* **Exercise prompt**:
Your answer must match the entries below word for word.

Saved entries
==========

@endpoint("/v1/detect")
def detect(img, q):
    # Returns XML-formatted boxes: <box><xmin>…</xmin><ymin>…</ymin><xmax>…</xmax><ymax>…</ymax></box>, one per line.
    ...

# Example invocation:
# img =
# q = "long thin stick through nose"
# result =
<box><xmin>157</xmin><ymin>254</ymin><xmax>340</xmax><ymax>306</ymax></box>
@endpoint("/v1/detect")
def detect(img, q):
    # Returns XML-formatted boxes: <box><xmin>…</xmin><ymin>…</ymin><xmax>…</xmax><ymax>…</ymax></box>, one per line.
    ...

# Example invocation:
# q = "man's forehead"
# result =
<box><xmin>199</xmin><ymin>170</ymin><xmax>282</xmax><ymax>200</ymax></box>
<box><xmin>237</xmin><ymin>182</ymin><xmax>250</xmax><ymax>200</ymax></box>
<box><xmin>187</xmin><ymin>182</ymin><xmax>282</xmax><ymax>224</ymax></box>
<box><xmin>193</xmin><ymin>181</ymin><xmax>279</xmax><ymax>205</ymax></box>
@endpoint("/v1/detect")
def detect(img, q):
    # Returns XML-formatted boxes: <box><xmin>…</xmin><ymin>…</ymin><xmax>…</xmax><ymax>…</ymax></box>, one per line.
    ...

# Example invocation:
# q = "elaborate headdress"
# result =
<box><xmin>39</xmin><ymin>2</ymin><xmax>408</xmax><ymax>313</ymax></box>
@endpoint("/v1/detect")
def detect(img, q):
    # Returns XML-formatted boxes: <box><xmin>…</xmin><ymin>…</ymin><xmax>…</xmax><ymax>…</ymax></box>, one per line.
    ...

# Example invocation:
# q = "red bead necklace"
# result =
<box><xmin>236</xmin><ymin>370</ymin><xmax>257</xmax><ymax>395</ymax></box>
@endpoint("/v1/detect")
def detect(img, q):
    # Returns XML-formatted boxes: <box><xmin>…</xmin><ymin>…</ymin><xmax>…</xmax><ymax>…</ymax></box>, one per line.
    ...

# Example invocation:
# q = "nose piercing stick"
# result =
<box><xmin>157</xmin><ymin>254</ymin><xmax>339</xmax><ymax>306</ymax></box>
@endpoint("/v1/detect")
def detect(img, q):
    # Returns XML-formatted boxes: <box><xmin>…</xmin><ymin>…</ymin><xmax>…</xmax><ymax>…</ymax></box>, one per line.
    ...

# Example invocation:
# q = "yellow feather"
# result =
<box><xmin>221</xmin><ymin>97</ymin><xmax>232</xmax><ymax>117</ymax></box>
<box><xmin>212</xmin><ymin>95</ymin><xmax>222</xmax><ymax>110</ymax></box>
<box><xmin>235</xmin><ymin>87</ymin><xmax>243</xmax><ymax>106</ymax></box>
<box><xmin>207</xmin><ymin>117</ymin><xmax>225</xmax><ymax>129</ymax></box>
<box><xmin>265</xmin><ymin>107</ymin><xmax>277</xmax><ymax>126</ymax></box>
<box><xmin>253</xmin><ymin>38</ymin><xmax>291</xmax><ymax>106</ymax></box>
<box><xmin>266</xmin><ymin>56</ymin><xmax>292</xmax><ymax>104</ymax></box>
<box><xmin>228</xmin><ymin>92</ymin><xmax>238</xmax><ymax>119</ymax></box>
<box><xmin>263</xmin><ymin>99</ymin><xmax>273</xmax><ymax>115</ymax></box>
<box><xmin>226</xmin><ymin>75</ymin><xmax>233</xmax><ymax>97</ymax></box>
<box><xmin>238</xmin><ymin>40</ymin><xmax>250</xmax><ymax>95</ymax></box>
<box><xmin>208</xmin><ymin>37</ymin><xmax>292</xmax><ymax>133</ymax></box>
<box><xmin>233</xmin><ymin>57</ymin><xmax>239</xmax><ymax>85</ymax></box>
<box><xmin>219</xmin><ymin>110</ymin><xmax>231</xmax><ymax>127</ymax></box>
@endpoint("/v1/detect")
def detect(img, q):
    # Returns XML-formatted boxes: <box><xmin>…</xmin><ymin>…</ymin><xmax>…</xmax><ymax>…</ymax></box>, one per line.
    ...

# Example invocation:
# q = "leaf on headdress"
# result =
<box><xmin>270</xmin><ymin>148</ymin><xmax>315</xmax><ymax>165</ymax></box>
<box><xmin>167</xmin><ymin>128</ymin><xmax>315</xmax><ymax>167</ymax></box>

==========

* **Solution for this task**:
@endpoint("/v1/detect")
def detect(img, q):
    # Returns XML-formatted boxes: <box><xmin>…</xmin><ymin>…</ymin><xmax>…</xmax><ymax>…</ymax></box>, one per line.
    ...

# Example invocation:
# img =
# q = "long thin stick through nose"
# result =
<box><xmin>157</xmin><ymin>254</ymin><xmax>340</xmax><ymax>306</ymax></box>
@endpoint("/v1/detect")
def detect(img, q):
    # Returns XML-formatted boxes: <box><xmin>…</xmin><ymin>…</ymin><xmax>…</xmax><ymax>…</ymax></box>, one per line.
    ...

# Example invocation:
# q = "man's forehead"
# result =
<box><xmin>199</xmin><ymin>170</ymin><xmax>282</xmax><ymax>200</ymax></box>
<box><xmin>237</xmin><ymin>182</ymin><xmax>250</xmax><ymax>200</ymax></box>
<box><xmin>187</xmin><ymin>182</ymin><xmax>282</xmax><ymax>224</ymax></box>
<box><xmin>193</xmin><ymin>181</ymin><xmax>279</xmax><ymax>205</ymax></box>
@endpoint("/v1/detect")
def detect(img, q):
    # Returns XML-formatted boxes: <box><xmin>…</xmin><ymin>…</ymin><xmax>…</xmax><ymax>…</ymax></box>, one per line.
    ...

# Example invocation:
# q = "elaborate headdress"
# result =
<box><xmin>39</xmin><ymin>2</ymin><xmax>408</xmax><ymax>313</ymax></box>
@endpoint("/v1/detect")
def detect(img, q):
    # Returns XML-formatted boxes: <box><xmin>…</xmin><ymin>…</ymin><xmax>…</xmax><ymax>…</ymax></box>, one per line.
    ...

# Example invocation:
# q = "red bead necklace"
# result =
<box><xmin>236</xmin><ymin>370</ymin><xmax>257</xmax><ymax>395</ymax></box>
@endpoint("/v1/detect")
def detect(img, q):
    # Returns XML-formatted boxes: <box><xmin>…</xmin><ymin>…</ymin><xmax>…</xmax><ymax>…</ymax></box>, one per line.
    ...

# Example invocation:
# q = "nose piercing stick"
# result =
<box><xmin>157</xmin><ymin>254</ymin><xmax>339</xmax><ymax>306</ymax></box>
@endpoint("/v1/detect")
def detect(img, q):
    # Returns XML-formatted boxes: <box><xmin>…</xmin><ymin>…</ymin><xmax>…</xmax><ymax>…</ymax></box>, one per line.
    ...

# Example invocation:
# q = "yellow feather"
# result =
<box><xmin>221</xmin><ymin>97</ymin><xmax>232</xmax><ymax>117</ymax></box>
<box><xmin>212</xmin><ymin>95</ymin><xmax>222</xmax><ymax>110</ymax></box>
<box><xmin>235</xmin><ymin>87</ymin><xmax>243</xmax><ymax>106</ymax></box>
<box><xmin>207</xmin><ymin>117</ymin><xmax>225</xmax><ymax>129</ymax></box>
<box><xmin>265</xmin><ymin>107</ymin><xmax>277</xmax><ymax>126</ymax></box>
<box><xmin>253</xmin><ymin>38</ymin><xmax>291</xmax><ymax>106</ymax></box>
<box><xmin>266</xmin><ymin>56</ymin><xmax>292</xmax><ymax>104</ymax></box>
<box><xmin>228</xmin><ymin>92</ymin><xmax>238</xmax><ymax>119</ymax></box>
<box><xmin>263</xmin><ymin>99</ymin><xmax>273</xmax><ymax>115</ymax></box>
<box><xmin>226</xmin><ymin>75</ymin><xmax>233</xmax><ymax>97</ymax></box>
<box><xmin>238</xmin><ymin>40</ymin><xmax>250</xmax><ymax>95</ymax></box>
<box><xmin>208</xmin><ymin>37</ymin><xmax>292</xmax><ymax>133</ymax></box>
<box><xmin>233</xmin><ymin>57</ymin><xmax>239</xmax><ymax>85</ymax></box>
<box><xmin>219</xmin><ymin>110</ymin><xmax>231</xmax><ymax>127</ymax></box>
@endpoint("/v1/detect")
def detect(img, q):
    # Returns XML-formatted boxes: <box><xmin>…</xmin><ymin>…</ymin><xmax>…</xmax><ymax>…</ymax></box>, one per line.
    ...

# Example invocation:
# q = "leaf on headdress"
# result =
<box><xmin>270</xmin><ymin>148</ymin><xmax>315</xmax><ymax>165</ymax></box>
<box><xmin>167</xmin><ymin>128</ymin><xmax>315</xmax><ymax>167</ymax></box>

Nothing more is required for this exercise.